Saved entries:
== Segment start ==
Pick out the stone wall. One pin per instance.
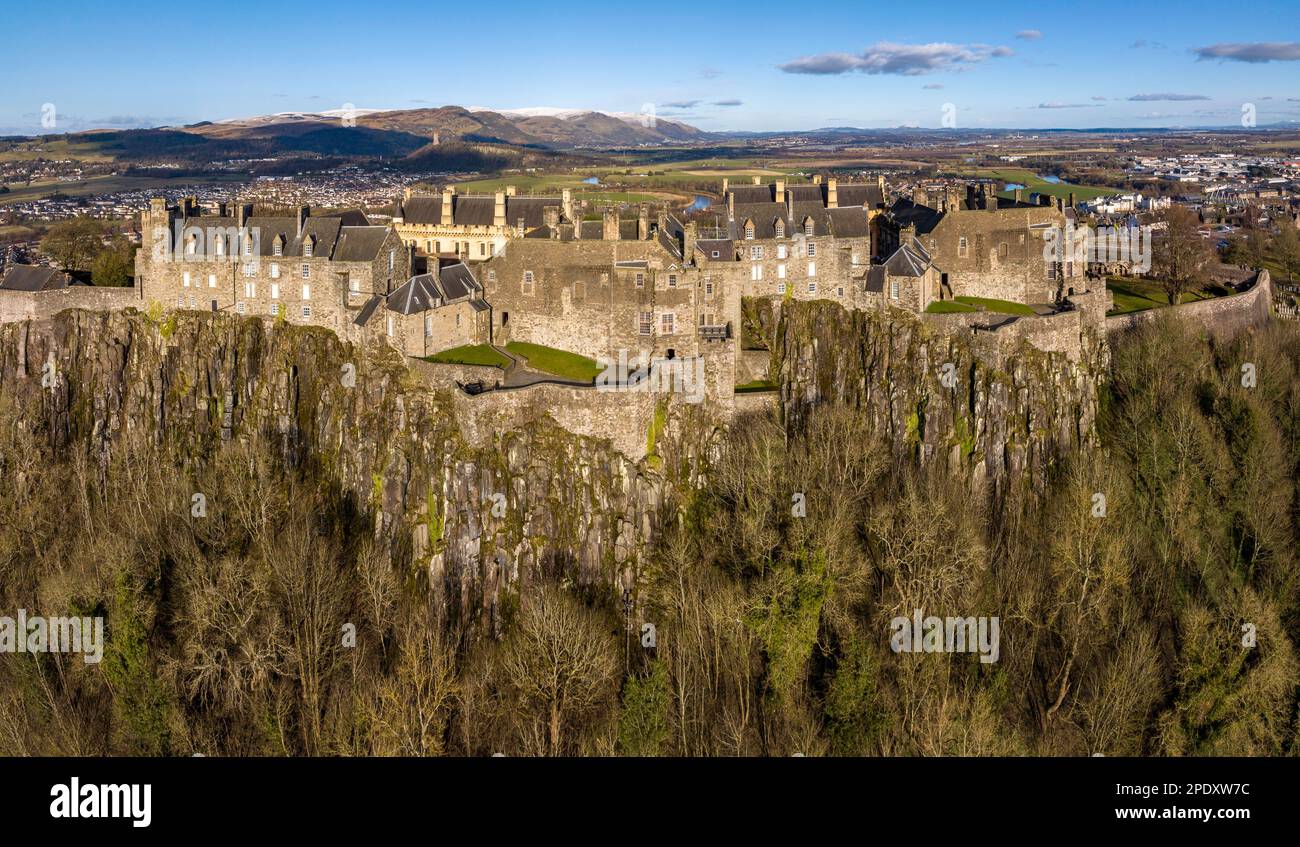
(1223, 317)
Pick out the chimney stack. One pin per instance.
(449, 196)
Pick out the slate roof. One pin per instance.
(33, 278)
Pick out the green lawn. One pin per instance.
(471, 355)
(555, 361)
(978, 304)
(1139, 295)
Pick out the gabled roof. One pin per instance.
(33, 278)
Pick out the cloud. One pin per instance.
(1253, 52)
(1151, 98)
(906, 60)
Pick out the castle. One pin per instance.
(456, 270)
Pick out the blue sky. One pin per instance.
(746, 66)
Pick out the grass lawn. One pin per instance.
(1139, 295)
(471, 355)
(948, 307)
(555, 361)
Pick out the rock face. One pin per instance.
(484, 516)
(987, 402)
(480, 518)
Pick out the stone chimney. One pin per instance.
(449, 195)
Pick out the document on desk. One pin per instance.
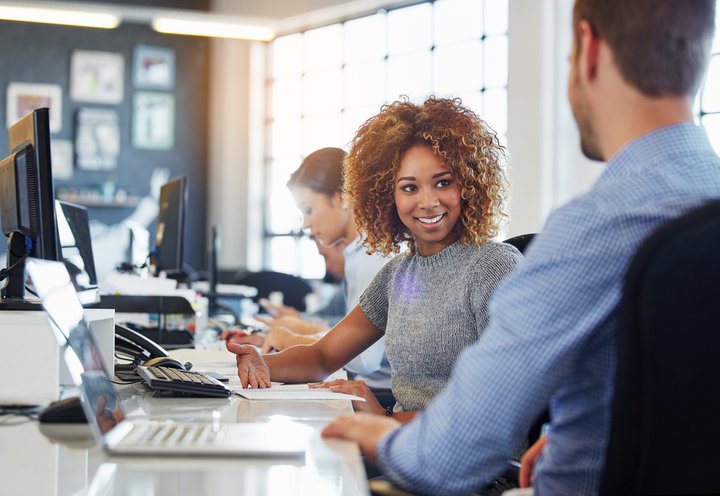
(288, 392)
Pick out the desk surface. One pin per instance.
(34, 464)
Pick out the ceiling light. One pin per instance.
(213, 26)
(67, 17)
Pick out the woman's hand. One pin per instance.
(357, 388)
(527, 463)
(279, 338)
(294, 323)
(243, 337)
(252, 369)
(277, 310)
(365, 429)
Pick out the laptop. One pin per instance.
(101, 403)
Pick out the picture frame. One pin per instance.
(23, 98)
(62, 159)
(153, 122)
(97, 139)
(97, 77)
(153, 67)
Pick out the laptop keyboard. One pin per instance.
(171, 434)
(183, 382)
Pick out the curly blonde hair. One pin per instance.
(467, 145)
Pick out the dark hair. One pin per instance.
(661, 47)
(467, 146)
(321, 171)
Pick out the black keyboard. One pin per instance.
(182, 382)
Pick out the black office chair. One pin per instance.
(293, 288)
(665, 422)
(520, 241)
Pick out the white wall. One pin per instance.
(547, 168)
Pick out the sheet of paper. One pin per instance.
(287, 392)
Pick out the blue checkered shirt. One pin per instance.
(552, 332)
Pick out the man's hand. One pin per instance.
(357, 388)
(527, 463)
(364, 428)
(252, 369)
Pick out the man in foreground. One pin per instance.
(635, 66)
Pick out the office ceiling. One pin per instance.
(272, 9)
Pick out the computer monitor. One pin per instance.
(76, 249)
(213, 255)
(27, 200)
(167, 256)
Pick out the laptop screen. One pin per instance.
(65, 313)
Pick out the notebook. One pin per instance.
(101, 404)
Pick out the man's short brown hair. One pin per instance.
(661, 47)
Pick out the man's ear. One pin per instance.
(588, 46)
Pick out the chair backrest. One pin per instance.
(293, 288)
(520, 241)
(665, 421)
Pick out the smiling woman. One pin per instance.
(429, 177)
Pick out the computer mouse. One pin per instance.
(167, 362)
(65, 411)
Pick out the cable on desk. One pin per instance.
(27, 413)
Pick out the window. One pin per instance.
(325, 82)
(709, 101)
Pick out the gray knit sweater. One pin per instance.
(430, 309)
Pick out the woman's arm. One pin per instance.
(350, 337)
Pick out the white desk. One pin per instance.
(32, 464)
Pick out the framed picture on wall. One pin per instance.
(153, 120)
(97, 77)
(23, 98)
(62, 159)
(153, 67)
(97, 139)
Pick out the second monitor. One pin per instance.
(167, 255)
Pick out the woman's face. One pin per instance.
(427, 199)
(323, 216)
== Segment end ==
Exercise instructions: Reproduce exactly the line that holds "Pick out the cable", then every line after it, ending with the final line of the records above.

Response area:
Pick out the cable on desk. One pin per instance.
(27, 413)
Pick out the window. One pin per instance.
(325, 82)
(709, 101)
Pick out the gray knit sweater. One pin per instance.
(430, 309)
Pick out the woman's arm. One pin per instance.
(350, 337)
Pick out the white desk. One pin per instance.
(32, 464)
Pick out the framed picture on wall. One pin per instance.
(153, 120)
(97, 77)
(23, 98)
(62, 159)
(153, 67)
(97, 139)
Pick out the second monitor. One pin per instance.
(167, 255)
Pick out the woman's face. One pin per instance.
(427, 199)
(323, 216)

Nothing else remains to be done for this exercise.